> [Given instruction]: Rewrite the material below as a numbered list with one line per item, leaving out any blank lines.

## START Source data

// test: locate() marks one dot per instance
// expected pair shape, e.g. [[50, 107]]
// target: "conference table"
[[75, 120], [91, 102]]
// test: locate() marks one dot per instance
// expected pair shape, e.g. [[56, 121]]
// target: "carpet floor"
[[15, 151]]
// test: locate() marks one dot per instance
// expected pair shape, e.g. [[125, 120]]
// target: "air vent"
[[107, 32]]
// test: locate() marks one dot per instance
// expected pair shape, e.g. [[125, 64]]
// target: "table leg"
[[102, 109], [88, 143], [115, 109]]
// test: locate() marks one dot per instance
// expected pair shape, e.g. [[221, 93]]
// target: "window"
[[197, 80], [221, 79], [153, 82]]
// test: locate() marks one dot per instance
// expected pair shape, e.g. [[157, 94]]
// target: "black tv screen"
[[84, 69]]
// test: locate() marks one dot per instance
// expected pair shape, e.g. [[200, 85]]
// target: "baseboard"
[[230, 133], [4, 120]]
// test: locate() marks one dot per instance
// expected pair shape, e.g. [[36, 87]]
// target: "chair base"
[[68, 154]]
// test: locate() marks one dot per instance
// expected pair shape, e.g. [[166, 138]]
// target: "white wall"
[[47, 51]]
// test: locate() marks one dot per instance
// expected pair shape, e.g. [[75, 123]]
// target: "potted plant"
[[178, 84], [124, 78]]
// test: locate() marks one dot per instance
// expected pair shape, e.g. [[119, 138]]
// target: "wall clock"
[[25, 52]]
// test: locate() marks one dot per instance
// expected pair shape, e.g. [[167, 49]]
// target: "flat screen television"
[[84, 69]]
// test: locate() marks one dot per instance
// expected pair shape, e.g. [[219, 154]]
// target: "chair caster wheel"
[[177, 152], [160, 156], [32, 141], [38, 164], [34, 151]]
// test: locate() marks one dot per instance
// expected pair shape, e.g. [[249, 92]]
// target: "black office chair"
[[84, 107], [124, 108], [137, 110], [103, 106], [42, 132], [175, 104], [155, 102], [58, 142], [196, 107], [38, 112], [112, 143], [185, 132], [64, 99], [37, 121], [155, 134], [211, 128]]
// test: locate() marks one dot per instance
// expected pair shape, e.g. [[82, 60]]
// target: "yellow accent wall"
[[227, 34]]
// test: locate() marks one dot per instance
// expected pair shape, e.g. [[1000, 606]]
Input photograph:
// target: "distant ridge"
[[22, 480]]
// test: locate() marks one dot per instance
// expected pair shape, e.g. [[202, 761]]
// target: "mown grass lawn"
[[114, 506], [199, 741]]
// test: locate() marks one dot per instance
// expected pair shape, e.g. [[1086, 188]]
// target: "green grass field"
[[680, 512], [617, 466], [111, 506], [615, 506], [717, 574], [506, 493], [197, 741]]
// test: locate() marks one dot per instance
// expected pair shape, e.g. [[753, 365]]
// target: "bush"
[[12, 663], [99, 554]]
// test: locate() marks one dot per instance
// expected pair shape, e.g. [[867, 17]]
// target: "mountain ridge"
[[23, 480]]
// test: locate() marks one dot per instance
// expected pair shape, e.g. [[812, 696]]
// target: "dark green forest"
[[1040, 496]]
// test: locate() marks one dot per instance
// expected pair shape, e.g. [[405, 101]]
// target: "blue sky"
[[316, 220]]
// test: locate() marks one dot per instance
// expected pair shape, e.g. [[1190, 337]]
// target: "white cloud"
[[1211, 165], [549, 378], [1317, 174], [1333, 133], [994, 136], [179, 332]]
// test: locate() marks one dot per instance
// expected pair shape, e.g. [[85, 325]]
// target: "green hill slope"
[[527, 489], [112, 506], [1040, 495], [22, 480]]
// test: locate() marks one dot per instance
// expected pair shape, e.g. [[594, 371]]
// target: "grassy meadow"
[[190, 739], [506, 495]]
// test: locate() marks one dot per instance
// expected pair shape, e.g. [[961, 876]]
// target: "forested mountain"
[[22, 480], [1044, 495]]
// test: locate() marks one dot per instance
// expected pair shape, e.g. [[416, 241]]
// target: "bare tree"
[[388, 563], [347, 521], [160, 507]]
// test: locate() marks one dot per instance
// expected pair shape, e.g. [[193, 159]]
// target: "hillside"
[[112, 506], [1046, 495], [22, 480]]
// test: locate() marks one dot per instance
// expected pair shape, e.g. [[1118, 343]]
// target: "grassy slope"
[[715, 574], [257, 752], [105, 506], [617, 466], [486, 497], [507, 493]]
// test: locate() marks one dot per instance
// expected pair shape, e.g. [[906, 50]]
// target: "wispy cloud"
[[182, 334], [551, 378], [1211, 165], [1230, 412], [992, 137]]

## END Source data

> [Result]:
1. // test: locate() marks one dot per instance
2. // expected pair shape, e.g. [[50, 107]]
3. // target: "conference table"
4. [[75, 120], [91, 102]]
5. // test: locate() marks one dot per instance
6. // expected pair shape, e.g. [[56, 121]]
7. // target: "carpet floor"
8. [[15, 151]]
9. // test: locate() marks one dot per instance
10. // expected pair shape, e.g. [[125, 120]]
11. // target: "air vent"
12. [[107, 32]]
13. // test: locate() marks one dot per instance
14. // expected pair shape, e.g. [[125, 64]]
15. // target: "table leg"
16. [[102, 109], [88, 143], [115, 109]]
17. // test: locate() marks one dot per instance
18. // expected pair shape, e.g. [[221, 93]]
19. // target: "window"
20. [[197, 80], [221, 79], [153, 82]]
21. // test: locate() marks one dot per instance
22. // expected pair shape, e.g. [[157, 94]]
23. // target: "black tv screen"
24. [[84, 69]]
25. // test: locate() marks one dot per instance
26. // expected pair shape, e.g. [[200, 85]]
27. // target: "baseboard"
28. [[230, 133], [4, 120]]
29. // test: locate() marks one dot per instance
30. // expected pair shape, e.g. [[36, 87]]
31. // target: "chair base"
32. [[68, 154]]
33. // test: locate() marks one dot per instance
34. // expected pair shape, e.g. [[166, 138]]
35. // target: "white wall"
36. [[47, 51]]
37. // test: locate() marks one dot per instance
38. // expected pair shape, e.g. [[75, 123]]
39. // target: "potted plant"
40. [[178, 84], [124, 78]]
41. // test: locate() marks one dot per instance
42. // expected pair shape, e.g. [[119, 138]]
43. // target: "wall clock"
44. [[25, 52]]
45. // test: locate() marks one dot per instance
46. // expected pair shape, e.g. [[167, 49]]
47. // target: "flat screen television"
48. [[84, 69]]
49. // test: locate() marks one dot per instance
50. // expected pair shape, e.g. [[219, 154]]
51. // target: "chair caster wheel"
52. [[177, 152], [160, 156], [32, 141], [38, 164], [34, 151]]
53. // test: locate() marks one dot per instance
54. // expected pair shape, e.g. [[249, 92]]
55. // target: "black office chair"
56. [[84, 107], [124, 108], [137, 110], [103, 106], [42, 132], [175, 104], [155, 102], [58, 142], [196, 107], [38, 112], [112, 143], [185, 132], [64, 99], [37, 121], [155, 134], [211, 128]]
57. // test: locate() marks one dot per instance
58. // expected pair shape, e.g. [[82, 60]]
59. // target: "yellow accent wall"
60. [[227, 34]]
61. // test: locate() marks one dot per instance
62. // expected pair shape, e.g. [[1000, 606]]
63. Input photograph:
64. // target: "distant ridge"
65. [[22, 480]]
66. // test: locate() marks one dot per instance
67. // expected pair shape, e.g. [[202, 761]]
68. // target: "mown grass lawn"
69. [[114, 506], [199, 741]]
70. // test: locate() marks one dot per instance
71. // expected pair shape, e.g. [[1086, 188]]
72. // target: "green grass field"
73. [[680, 512], [617, 466], [111, 506], [615, 506], [717, 574], [506, 493], [197, 741]]
74. // test: locate() marks one dot per instance
75. // expected pair shape, e.g. [[753, 365]]
76. // target: "bush"
77. [[12, 663], [99, 554]]
78. // test: locate() marks one dot per instance
79. // expected pair shape, e.g. [[867, 17]]
80. // target: "mountain ridge"
81. [[23, 480]]
82. // test: locate() marks one dot per instance
83. // expected pair shape, e.g. [[812, 696]]
84. // target: "dark green forest"
85. [[1040, 496]]
86. // test: locate() marks one dot per instance
87. // expected pair shape, e.g. [[405, 101]]
88. // target: "blue sky"
89. [[316, 220]]
90. // test: locate() marks one dot per instance
91. // expected pair shape, e.g. [[1190, 337]]
92. // target: "white cloud"
93. [[1211, 165], [549, 378], [1317, 174], [1333, 133], [994, 136], [179, 332]]
94. // test: locate() marks one dot per instance
95. // expected pair shape, e.g. [[85, 325]]
96. // target: "green hill slope"
97. [[527, 489], [112, 506], [1040, 495], [22, 480]]
98. // test: locate() marks one dot per instance
99. // expected pair shape, e.g. [[594, 371]]
100. // target: "grassy meadow"
101. [[190, 739], [506, 495]]
102. // test: locate() marks one dot per instance
103. // expected pair shape, e.g. [[961, 876]]
104. // target: "forested mountain"
105. [[22, 480], [1044, 495]]
106. // test: locate() marks one dot per instance
107. // expected pair shape, e.g. [[416, 241]]
108. // target: "bare tree"
109. [[388, 563], [347, 521], [160, 507]]
110. // test: locate() marks one dot per instance
111. // expected pair shape, e.g. [[193, 159]]
112. // target: "hillside"
113. [[112, 506], [1046, 495], [22, 480]]
114. // test: locate() marks one dot per instance
115. // expected pair shape, e.g. [[1118, 343]]
116. // target: "grassy slope"
117. [[715, 574], [257, 752], [105, 506], [617, 466], [486, 497], [507, 493]]
118. // test: locate() marks one dot per instance
119. // expected pair shape, e.g. [[906, 50]]
120. // target: "wispy cloud"
121. [[182, 334], [551, 378], [1211, 165], [1230, 412], [992, 137]]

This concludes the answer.